University of Galway Students' Union
- Institution: University of Galway
- Location: Áras na Mac Léinn, University of Galway, Galway, Ireland
- Established: 1911 - In its current form since 1964
- President: Seán de Búrca
- Affiliations: Aontas na Mac Léinn in Éirinn
- Website: su.universityofgalway.ie

= University of Galway Students' Union =

Representative student body in Galway

The University of Galway Students' Union (Comhaltas na Mac Léinn, Ollscoil na Gaillimhe) is the representative body of students at the University of Galway in Ireland. Among its former leaders is Michael D. Higgins, the ninth President of Ireland.

==Functions and objectives==
The University of Galway Students' Union is a representative student body. Every student who registers at the University of Galway automatically becomes a member of the Students' Union on payment of a student levy. The union is separated into two entities - the Students' Union Representative side and the Students' Union Commercial Services Ltd.
:::
> What you need to do
**A)** Quote the passage from the students' union article word for word, starting with "Representative student body in" and going on through "President of Ireland.".
**B)** Print the records unchanged, starting at their first line and going on through the line with "230 L 4 230", both ends included.

[Records from an annotation dataset]
:::
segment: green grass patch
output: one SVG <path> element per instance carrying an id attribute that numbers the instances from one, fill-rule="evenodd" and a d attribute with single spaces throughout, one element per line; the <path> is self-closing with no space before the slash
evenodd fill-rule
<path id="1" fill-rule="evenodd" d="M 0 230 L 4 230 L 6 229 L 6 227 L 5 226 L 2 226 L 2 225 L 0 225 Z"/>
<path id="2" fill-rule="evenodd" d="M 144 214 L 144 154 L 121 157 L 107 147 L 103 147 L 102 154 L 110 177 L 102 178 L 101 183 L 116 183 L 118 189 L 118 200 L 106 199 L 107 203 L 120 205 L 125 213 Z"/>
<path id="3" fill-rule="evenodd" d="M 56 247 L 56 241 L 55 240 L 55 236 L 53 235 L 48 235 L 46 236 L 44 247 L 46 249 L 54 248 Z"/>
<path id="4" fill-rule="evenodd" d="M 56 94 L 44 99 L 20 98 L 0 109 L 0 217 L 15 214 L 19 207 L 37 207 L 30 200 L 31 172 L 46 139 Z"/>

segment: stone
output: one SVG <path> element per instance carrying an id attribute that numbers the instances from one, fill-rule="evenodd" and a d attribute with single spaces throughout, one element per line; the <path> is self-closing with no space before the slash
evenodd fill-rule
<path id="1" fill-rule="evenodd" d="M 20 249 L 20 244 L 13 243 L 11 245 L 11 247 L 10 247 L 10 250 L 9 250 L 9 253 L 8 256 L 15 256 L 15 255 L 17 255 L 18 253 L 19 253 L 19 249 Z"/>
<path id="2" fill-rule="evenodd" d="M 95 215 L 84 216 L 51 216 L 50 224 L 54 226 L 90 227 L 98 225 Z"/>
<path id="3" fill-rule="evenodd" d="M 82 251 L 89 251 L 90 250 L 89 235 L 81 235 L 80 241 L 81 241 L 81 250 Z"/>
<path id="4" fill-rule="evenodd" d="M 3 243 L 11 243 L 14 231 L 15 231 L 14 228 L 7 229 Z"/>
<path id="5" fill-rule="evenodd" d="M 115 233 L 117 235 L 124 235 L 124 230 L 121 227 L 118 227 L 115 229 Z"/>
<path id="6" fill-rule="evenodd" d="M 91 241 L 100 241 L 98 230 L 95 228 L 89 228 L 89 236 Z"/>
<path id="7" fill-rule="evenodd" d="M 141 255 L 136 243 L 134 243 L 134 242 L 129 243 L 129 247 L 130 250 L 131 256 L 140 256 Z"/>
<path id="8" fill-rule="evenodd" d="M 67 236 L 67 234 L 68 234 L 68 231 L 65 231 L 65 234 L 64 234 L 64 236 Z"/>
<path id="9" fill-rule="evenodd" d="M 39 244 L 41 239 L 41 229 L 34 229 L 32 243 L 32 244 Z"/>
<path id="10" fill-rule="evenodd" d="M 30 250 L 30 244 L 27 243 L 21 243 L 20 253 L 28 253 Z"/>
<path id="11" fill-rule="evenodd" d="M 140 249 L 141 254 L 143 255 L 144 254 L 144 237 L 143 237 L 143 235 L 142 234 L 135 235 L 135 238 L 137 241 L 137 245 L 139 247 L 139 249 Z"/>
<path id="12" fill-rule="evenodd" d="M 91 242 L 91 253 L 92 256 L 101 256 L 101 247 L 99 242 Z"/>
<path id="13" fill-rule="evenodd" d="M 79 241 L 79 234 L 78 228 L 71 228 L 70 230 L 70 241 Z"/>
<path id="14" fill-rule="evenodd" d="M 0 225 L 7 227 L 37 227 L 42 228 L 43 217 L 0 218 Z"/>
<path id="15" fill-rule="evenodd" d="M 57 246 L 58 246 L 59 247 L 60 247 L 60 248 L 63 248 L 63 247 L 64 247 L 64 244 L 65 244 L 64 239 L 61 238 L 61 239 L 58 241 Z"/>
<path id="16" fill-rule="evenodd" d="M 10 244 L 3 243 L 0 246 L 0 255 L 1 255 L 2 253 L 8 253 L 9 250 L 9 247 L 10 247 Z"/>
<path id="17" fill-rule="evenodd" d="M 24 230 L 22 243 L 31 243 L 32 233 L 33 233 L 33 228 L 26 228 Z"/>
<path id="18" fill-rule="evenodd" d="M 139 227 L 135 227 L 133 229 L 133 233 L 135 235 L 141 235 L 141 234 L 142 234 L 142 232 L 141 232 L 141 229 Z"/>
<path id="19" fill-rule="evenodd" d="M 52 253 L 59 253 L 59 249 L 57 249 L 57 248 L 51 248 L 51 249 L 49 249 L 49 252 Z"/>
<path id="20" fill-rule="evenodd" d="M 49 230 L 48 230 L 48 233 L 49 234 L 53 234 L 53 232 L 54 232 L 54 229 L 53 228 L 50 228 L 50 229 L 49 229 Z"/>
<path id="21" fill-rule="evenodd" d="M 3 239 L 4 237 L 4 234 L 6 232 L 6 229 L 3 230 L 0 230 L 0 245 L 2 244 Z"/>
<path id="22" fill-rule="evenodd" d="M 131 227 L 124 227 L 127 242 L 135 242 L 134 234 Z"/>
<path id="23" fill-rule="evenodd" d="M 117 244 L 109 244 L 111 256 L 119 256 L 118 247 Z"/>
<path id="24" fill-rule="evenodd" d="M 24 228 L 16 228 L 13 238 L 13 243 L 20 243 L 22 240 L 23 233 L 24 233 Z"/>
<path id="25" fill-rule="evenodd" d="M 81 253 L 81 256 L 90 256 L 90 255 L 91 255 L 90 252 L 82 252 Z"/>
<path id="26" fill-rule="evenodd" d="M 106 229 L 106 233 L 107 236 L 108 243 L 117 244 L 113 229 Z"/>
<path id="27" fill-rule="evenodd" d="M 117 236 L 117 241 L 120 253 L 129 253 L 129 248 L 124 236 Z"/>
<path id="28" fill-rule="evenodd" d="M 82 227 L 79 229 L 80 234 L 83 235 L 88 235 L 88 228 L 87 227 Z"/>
:::
> The responses
**A)**
Representative student body in Galway

The University of Galway Students' Union (Comhaltas na Mac Léinn, Ollscoil na Gaillimhe) is the representative body of students at the University of Galway in Ireland. Among its former leaders is Michael D. Higgins, the ninth President of Ireland.

**B)**
segment: green grass patch
output: one SVG <path> element per instance carrying an id attribute that numbers the instances from one, fill-rule="evenodd" and a d attribute with single spaces throughout, one element per line; the <path> is self-closing with no space before the slash
evenodd fill-rule
<path id="1" fill-rule="evenodd" d="M 0 230 L 4 230 L 6 229 L 6 227 L 5 226 L 2 226 L 2 225 L 0 225 Z"/>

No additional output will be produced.